- **WHAT THIS TASK INVOLVES**
Find every line in the records below that contains the string "part" and copy each of those lines in full. Case counts, so match only that exact capitalization.

- **GIVEN RECORDS**
·····
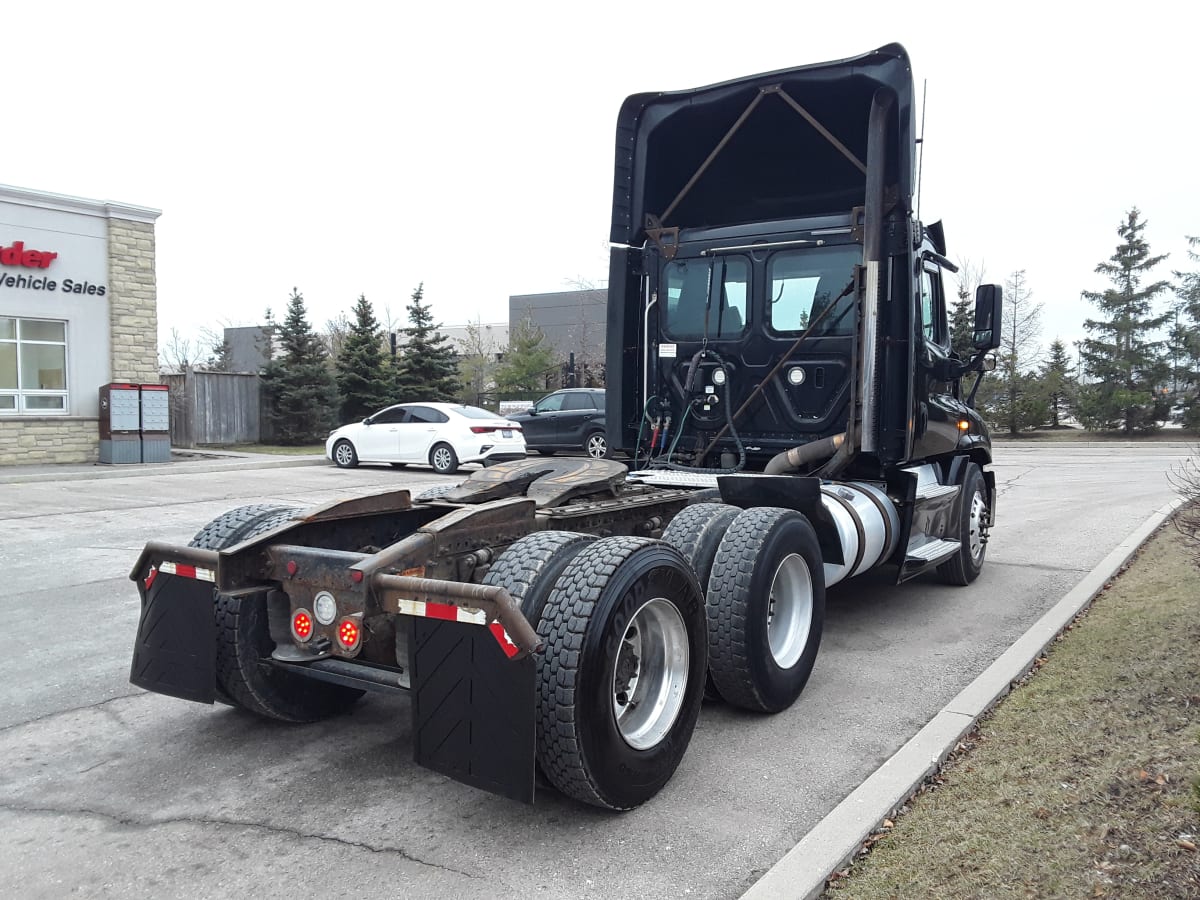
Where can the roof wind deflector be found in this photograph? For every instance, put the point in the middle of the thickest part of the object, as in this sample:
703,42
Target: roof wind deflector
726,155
·····
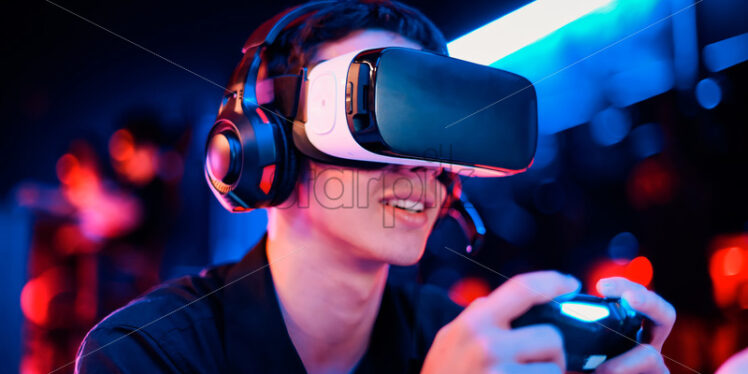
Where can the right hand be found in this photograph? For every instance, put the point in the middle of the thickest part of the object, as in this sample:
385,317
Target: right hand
·····
- **EXERCISE RESPONSE**
Where can the roof wind deflector be found in this photograph? For every instance, put the point in the middle of the thickest part of the object, as in this sample:
Where can the right hand be found in this photograph? For every instance, put the point in the middle of the thickest part of the object, as in this sample:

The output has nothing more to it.